Goal: Collect each line in the entries below that contains the string "seated", treating uppercase and lowercase letters as distinct.

Provided data:
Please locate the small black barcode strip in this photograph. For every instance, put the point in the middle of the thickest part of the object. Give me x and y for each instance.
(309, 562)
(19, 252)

* * *

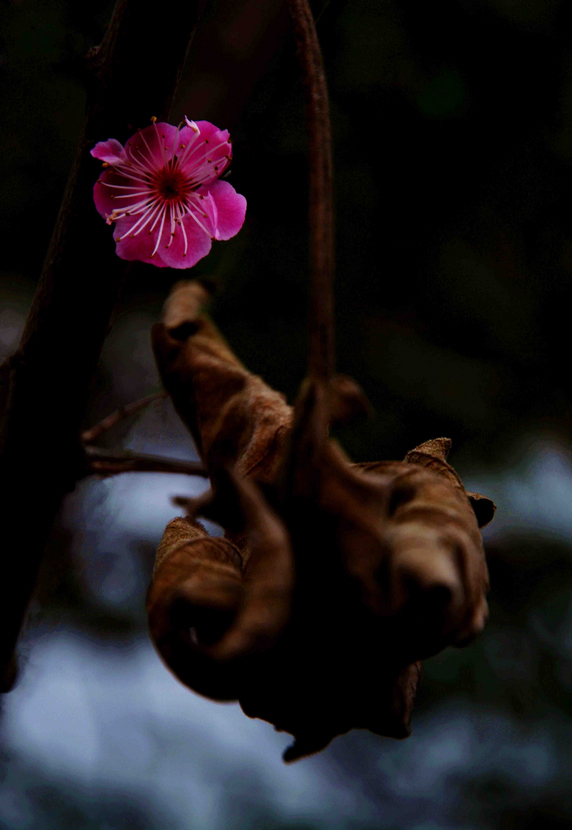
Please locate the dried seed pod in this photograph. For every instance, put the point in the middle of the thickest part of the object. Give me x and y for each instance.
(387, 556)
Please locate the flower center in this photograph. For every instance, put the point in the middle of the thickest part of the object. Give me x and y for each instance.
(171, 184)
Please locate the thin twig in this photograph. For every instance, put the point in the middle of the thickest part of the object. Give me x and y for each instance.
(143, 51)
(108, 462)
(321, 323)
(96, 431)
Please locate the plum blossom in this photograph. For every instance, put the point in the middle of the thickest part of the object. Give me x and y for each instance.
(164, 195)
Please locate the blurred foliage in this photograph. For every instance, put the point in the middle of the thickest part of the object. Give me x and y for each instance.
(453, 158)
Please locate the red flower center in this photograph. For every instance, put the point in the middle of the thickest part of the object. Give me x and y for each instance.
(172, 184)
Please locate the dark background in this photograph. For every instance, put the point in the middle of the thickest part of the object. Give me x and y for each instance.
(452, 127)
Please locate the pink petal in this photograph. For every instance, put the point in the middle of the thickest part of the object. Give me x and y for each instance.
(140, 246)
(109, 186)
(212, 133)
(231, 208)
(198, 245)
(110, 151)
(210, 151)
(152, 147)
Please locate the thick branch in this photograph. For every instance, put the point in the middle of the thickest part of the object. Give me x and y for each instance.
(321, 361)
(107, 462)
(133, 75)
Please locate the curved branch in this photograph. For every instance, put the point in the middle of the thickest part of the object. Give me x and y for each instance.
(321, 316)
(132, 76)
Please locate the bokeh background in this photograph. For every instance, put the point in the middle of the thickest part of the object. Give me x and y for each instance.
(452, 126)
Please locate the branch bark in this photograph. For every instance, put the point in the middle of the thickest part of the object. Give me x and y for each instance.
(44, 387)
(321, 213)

* * *

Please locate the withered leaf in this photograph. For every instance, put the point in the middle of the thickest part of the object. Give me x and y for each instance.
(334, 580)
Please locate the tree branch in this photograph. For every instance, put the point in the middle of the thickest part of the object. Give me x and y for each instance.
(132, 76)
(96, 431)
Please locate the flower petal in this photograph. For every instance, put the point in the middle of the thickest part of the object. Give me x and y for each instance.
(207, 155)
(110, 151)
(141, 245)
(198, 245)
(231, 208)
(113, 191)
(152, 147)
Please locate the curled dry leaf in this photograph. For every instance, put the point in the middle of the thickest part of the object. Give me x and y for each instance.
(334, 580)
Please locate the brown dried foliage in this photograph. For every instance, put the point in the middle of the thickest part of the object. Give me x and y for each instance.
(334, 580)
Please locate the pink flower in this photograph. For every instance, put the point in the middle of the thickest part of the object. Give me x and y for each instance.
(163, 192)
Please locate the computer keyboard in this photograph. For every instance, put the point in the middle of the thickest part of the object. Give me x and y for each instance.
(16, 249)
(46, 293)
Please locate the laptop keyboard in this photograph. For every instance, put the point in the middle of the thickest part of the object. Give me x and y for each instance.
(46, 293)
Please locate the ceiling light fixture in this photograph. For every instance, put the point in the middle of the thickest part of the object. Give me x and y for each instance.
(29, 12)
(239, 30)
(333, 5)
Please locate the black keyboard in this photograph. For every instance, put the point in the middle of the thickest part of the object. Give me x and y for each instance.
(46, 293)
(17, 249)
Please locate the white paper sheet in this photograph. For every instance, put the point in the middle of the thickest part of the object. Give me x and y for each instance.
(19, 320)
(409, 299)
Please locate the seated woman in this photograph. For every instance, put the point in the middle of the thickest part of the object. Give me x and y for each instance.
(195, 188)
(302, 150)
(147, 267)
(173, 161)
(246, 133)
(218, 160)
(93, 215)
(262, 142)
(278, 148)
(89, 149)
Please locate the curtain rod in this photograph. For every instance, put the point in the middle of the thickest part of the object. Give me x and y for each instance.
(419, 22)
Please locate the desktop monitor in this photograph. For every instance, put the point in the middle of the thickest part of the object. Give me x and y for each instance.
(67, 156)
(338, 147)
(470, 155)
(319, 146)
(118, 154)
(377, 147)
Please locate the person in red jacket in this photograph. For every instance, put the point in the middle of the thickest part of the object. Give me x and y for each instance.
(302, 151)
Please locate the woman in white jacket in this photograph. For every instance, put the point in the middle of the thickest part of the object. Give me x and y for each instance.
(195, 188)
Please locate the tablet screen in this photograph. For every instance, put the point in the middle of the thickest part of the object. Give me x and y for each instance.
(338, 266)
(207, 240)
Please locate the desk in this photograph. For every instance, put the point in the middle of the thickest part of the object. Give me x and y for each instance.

Final result:
Please locate the seated woman in this photograph. For every instance, put the point in the middle of the thickest part of the object. Give me x and y for each instance.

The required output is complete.